Region pointing data
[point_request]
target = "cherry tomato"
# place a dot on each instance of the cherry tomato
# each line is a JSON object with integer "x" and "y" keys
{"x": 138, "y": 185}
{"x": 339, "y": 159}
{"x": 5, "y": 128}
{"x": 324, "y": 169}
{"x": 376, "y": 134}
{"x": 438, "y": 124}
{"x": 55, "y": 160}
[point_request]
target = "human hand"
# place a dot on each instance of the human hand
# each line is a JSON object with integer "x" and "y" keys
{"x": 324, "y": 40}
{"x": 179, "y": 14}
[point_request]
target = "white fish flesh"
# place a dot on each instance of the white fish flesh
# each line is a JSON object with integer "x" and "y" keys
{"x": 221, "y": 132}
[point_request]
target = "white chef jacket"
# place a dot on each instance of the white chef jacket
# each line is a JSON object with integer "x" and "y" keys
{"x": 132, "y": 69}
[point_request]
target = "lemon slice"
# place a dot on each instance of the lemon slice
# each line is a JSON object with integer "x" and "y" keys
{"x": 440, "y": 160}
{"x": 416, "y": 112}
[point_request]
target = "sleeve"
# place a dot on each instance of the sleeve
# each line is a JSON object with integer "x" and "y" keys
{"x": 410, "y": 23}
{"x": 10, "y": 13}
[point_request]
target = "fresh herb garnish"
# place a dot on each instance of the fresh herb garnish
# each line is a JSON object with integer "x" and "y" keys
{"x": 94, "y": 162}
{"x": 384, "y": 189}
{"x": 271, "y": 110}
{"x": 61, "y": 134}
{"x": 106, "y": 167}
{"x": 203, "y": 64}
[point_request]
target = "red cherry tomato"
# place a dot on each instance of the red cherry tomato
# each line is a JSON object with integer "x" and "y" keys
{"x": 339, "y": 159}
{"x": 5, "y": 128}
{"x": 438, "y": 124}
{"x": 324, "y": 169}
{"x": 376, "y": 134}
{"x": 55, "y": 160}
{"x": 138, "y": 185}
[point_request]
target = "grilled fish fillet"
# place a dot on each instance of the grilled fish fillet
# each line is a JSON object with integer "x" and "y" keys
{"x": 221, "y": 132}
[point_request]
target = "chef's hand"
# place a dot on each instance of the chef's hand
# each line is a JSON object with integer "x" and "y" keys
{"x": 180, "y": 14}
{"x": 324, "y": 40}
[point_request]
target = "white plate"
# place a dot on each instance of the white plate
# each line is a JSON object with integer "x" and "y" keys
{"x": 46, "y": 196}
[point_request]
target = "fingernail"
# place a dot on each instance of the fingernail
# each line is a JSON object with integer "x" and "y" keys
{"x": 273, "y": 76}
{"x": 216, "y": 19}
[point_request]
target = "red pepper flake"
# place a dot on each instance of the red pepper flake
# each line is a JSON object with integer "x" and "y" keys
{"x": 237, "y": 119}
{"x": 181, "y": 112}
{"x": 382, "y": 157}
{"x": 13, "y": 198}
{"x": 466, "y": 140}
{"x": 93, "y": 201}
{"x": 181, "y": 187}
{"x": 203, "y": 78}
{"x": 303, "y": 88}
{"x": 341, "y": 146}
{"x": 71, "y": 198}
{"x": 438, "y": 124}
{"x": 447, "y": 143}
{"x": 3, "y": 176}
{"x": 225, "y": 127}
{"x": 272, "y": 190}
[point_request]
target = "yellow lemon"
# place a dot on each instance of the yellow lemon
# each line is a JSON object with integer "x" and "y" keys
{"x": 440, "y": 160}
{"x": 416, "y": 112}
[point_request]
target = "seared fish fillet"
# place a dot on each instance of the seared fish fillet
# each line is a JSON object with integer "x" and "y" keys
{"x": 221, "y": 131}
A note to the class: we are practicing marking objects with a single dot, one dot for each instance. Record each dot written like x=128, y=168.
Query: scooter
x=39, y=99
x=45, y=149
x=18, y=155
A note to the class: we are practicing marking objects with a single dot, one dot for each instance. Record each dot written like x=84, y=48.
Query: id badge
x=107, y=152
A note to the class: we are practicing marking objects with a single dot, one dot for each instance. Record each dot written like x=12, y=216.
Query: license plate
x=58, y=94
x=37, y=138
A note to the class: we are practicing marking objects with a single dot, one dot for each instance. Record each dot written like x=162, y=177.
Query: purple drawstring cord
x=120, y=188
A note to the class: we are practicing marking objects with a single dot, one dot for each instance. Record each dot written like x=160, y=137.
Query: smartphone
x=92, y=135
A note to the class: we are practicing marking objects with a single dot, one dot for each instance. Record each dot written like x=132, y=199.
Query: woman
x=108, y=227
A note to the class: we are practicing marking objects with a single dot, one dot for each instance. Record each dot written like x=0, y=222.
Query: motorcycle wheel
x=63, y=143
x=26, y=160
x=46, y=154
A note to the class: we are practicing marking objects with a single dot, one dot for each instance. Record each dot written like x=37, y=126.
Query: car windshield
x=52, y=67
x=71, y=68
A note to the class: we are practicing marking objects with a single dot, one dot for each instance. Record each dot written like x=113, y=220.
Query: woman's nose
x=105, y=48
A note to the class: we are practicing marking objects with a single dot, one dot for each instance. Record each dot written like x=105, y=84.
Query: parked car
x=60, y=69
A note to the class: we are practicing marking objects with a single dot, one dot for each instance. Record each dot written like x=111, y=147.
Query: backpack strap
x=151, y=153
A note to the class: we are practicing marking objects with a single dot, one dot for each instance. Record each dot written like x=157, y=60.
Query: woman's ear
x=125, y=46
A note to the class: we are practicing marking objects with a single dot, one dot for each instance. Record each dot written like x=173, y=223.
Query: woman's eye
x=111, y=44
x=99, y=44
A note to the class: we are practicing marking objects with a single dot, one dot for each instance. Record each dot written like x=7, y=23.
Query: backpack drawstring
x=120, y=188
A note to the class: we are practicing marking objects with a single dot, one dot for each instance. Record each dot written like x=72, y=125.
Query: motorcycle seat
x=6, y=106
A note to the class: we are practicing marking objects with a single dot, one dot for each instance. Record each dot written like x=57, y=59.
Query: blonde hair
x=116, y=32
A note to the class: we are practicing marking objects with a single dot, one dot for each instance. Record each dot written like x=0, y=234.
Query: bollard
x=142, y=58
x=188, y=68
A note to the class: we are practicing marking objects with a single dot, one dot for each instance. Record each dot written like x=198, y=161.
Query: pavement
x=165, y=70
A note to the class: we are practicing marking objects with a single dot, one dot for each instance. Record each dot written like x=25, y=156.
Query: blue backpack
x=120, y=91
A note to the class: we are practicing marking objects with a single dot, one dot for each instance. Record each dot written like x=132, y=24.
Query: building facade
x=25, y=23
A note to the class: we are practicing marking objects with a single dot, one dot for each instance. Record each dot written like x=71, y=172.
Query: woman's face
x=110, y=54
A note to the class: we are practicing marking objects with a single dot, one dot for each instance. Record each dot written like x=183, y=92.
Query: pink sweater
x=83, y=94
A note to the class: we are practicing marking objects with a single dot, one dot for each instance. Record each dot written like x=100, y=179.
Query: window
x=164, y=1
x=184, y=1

Activity
A verbatim copy of every entry is required.

Exercise answer
[point_request]
target = "cherry tomato"
# place a dot on each instance of the cherry tomato
# each line is a JSON object with integer "x" and "y" keys
{"x": 138, "y": 185}
{"x": 339, "y": 159}
{"x": 5, "y": 128}
{"x": 324, "y": 169}
{"x": 376, "y": 134}
{"x": 438, "y": 124}
{"x": 55, "y": 160}
[point_request]
target = "human hand"
# place a dot on each instance of the human hand
# each line is a JSON object with integer "x" and "y" keys
{"x": 324, "y": 40}
{"x": 179, "y": 14}
[point_request]
target = "white fish flesh"
# place a dot on each instance of the white fish flesh
# each line is a JSON object with integer "x" and "y" keys
{"x": 221, "y": 132}
[point_request]
target = "white chef jacket"
# place a dot on each instance of the white chef jacket
# each line is a JSON object with integer "x" and "y" keys
{"x": 132, "y": 69}
[point_request]
target = "lemon slice"
# place a dot on each instance of the lemon slice
# each line is a JSON object with integer "x" and "y" keys
{"x": 440, "y": 160}
{"x": 416, "y": 112}
[point_request]
target = "sleeve"
# place a dot on each instance of the sleeve
# each line is a JSON object with integer "x" and "y" keys
{"x": 410, "y": 23}
{"x": 10, "y": 13}
[point_request]
target = "fresh herb garnish"
# place a dot on each instance of the fresh herb garnish
# each line is a JSON object with integer "x" and "y" keys
{"x": 94, "y": 162}
{"x": 384, "y": 189}
{"x": 271, "y": 110}
{"x": 61, "y": 134}
{"x": 106, "y": 167}
{"x": 203, "y": 64}
[point_request]
target = "red cherry tomato"
# place a dot on each instance of the red cherry tomato
# each line is a JSON object with integer "x" and "y" keys
{"x": 339, "y": 159}
{"x": 5, "y": 128}
{"x": 438, "y": 124}
{"x": 324, "y": 169}
{"x": 376, "y": 134}
{"x": 55, "y": 160}
{"x": 138, "y": 185}
[point_request]
target = "grilled fish fillet"
# place a dot on each instance of the grilled fish fillet
# each line is a JSON object with integer "x" and "y" keys
{"x": 221, "y": 132}
[point_request]
target = "chef's hand"
# place a dot on each instance of the chef's hand
# each line is a JSON object with integer "x" and "y" keys
{"x": 180, "y": 14}
{"x": 324, "y": 40}
[point_request]
target = "white plate"
# place a dot on each instance of the white plate
# each line is a JSON object with integer "x" and "y" keys
{"x": 46, "y": 196}
[point_request]
target = "fingernail"
# place a dot on each instance of the fingernail
# each line is a JSON object with integer "x" and "y" keys
{"x": 273, "y": 76}
{"x": 216, "y": 19}
[point_request]
target = "red pepper flake"
# place a dot on each instance of the red pepper flake
# each line is a JSON object with integer "x" and "y" keys
{"x": 237, "y": 119}
{"x": 181, "y": 112}
{"x": 382, "y": 157}
{"x": 13, "y": 198}
{"x": 466, "y": 140}
{"x": 93, "y": 201}
{"x": 181, "y": 187}
{"x": 203, "y": 78}
{"x": 303, "y": 88}
{"x": 341, "y": 146}
{"x": 71, "y": 198}
{"x": 438, "y": 124}
{"x": 447, "y": 143}
{"x": 3, "y": 176}
{"x": 225, "y": 127}
{"x": 272, "y": 190}
[point_request]
target = "yellow lemon"
# place a dot on each instance of the yellow lemon
# each line is a JSON object with integer "x" and "y" keys
{"x": 440, "y": 160}
{"x": 416, "y": 112}
[point_request]
target = "seared fish fillet"
# place a dot on each instance of the seared fish fillet
# each line is a JSON object with integer "x" and "y" keys
{"x": 221, "y": 131}
A note to the class: we are practicing marking objects with a single dot, one dot for each instance. Record each dot written like x=128, y=168.
Query: scooter
x=39, y=99
x=45, y=149
x=18, y=155
A note to the class: we are practicing marking objects with a single dot, one dot for each instance. Record each dot written like x=84, y=48.
Query: id badge
x=107, y=152
A note to the class: we are practicing marking objects with a single dot, one dot for each instance. Record each dot written like x=12, y=216.
Query: license plate
x=58, y=94
x=37, y=138
A note to the class: we are practicing marking objects with a single dot, one dot for each instance. Record each dot written like x=162, y=177.
Query: purple drawstring cord
x=120, y=188
A note to the class: we are practicing marking objects with a single dot, one dot for each instance. Record each dot written like x=160, y=137.
Query: smartphone
x=92, y=135
A note to the class: we are practicing marking objects with a single dot, one dot for each instance. Record each dot written like x=132, y=199.
Query: woman
x=108, y=227
A note to the class: we are practicing marking objects with a single dot, one dot for each instance. Record each dot written like x=0, y=222.
Query: motorcycle wheel
x=63, y=143
x=26, y=160
x=46, y=154
A note to the class: we are practicing marking objects with a single dot, one dot for each instance. Record each dot written like x=37, y=126.
Query: car windshield
x=52, y=67
x=71, y=68
A note to the class: we are practicing marking objects with a single dot, one dot for each instance. Record each dot written like x=113, y=220.
Query: woman's nose
x=105, y=48
A note to the class: we are practicing marking objects with a single dot, one dot for each instance. Record each dot written like x=105, y=84.
Query: parked car
x=60, y=69
A note to the class: we are practicing marking objects with a single dot, one dot for each instance. Record each dot written like x=111, y=147.
Query: backpack strap
x=151, y=153
A note to the class: we are practicing marking objects with a single dot, one dot for each instance. Record each dot written like x=157, y=60.
Query: woman's ear
x=125, y=46
A note to the class: we are practicing marking objects with a single dot, one dot for each instance. Record each dot written like x=173, y=223.
Query: woman's eye
x=111, y=44
x=99, y=44
A note to the class: we are practicing marking objects with a single dot, one dot for each instance. Record each dot written like x=7, y=23.
Query: backpack drawstring
x=120, y=188
A note to the class: we are practicing marking objects with a single dot, one dot for each instance. Record each dot written like x=72, y=125.
Query: motorcycle seat
x=6, y=106
A note to the class: we are practicing marking objects with a single dot, one dot for each instance. Record each dot written like x=57, y=59.
Query: blonde hair
x=116, y=32
A note to the class: we are practicing marking objects with a single dot, one dot for each instance. Record each dot written like x=0, y=234.
Query: bollard
x=142, y=58
x=188, y=68
A note to the class: we are practicing marking objects with a single dot, one dot for each instance. Record each dot written like x=198, y=161.
Query: pavement
x=165, y=70
A note to the class: we are practicing marking objects with a single dot, one dot for each instance. Record each dot written like x=25, y=156.
Query: blue backpack
x=120, y=91
A note to the class: we are practicing marking objects with a single dot, one dot for each instance. Record each dot written like x=132, y=24.
Query: building facade
x=25, y=23
A note to the class: we are practicing marking objects with a single dot, one dot for each instance. Record each dot written like x=71, y=172.
Query: woman's face
x=110, y=54
A note to the class: we are practicing marking objects with a single dot, one dot for each instance. Record each dot written like x=183, y=92.
Query: pink sweater
x=83, y=94
A note to the class: we are practicing marking objects with a single dot, one dot for each instance. Record each dot written like x=100, y=179.
Query: window
x=164, y=1
x=184, y=1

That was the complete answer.